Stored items
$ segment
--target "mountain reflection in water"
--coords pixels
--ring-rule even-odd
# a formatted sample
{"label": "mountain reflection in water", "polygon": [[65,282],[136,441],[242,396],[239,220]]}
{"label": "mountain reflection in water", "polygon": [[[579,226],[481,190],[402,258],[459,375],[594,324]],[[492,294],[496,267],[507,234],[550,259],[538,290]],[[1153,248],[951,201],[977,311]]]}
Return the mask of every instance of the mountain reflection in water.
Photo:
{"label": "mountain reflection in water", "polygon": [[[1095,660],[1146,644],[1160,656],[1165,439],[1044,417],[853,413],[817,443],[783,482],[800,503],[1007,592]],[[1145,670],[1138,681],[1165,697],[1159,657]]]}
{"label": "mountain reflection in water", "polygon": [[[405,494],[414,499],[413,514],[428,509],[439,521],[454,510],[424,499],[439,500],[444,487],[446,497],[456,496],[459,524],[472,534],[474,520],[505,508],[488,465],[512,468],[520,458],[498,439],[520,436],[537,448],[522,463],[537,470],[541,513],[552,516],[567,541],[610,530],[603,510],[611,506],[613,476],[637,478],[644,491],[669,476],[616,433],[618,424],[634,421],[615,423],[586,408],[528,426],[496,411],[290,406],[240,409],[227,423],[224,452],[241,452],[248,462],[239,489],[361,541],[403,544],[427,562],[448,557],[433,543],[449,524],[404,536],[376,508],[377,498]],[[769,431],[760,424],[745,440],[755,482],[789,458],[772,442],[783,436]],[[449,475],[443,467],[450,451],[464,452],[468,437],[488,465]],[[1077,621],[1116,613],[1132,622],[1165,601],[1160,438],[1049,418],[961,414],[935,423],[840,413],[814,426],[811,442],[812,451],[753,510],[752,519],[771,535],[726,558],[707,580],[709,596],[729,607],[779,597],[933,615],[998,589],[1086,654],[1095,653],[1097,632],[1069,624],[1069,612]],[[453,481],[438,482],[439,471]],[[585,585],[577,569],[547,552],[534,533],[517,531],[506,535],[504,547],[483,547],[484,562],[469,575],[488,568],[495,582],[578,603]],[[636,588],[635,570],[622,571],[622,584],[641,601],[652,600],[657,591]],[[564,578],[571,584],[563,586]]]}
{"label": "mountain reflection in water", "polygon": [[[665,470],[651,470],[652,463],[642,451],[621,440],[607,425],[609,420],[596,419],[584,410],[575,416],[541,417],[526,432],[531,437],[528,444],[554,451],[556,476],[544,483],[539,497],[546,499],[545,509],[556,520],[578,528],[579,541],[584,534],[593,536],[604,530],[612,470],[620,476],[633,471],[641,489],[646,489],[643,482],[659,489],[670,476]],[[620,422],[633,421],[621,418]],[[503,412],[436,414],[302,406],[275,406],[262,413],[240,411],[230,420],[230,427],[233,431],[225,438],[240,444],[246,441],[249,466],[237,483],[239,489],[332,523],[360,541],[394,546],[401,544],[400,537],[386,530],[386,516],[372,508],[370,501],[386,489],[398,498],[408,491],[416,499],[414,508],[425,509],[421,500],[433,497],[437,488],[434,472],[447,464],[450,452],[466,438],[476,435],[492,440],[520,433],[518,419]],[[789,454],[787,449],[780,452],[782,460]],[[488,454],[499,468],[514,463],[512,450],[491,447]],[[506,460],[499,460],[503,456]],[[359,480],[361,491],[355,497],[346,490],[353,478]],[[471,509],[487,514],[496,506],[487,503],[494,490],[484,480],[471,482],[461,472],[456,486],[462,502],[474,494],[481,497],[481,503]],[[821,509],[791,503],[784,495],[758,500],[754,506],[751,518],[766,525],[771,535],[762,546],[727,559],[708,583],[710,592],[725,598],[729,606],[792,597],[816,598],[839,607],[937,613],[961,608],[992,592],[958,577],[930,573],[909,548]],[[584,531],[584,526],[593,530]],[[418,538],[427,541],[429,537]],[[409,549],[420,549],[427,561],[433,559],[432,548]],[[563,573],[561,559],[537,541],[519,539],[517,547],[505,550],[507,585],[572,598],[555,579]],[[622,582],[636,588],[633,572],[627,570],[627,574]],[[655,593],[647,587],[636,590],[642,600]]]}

◆ What is required:
Could you restate word for word the lines above from the one containing "--ring-rule even-odd" through the one containing "Return the mask", both included, and nothing else?

◆ Answer section:
--ring-rule even-odd
# a formatted sample
{"label": "mountain reflection in water", "polygon": [[65,282],[136,441],[242,396],[239,220]]}
{"label": "mountain reflection in water", "polygon": [[[579,226],[481,190],[402,258],[459,375],[594,324]],[[492,294],[496,267],[507,234],[550,259],[538,290]],[[1153,248],[951,201],[977,311]]]}
Return the mask of every instance of the mountain reflection in water.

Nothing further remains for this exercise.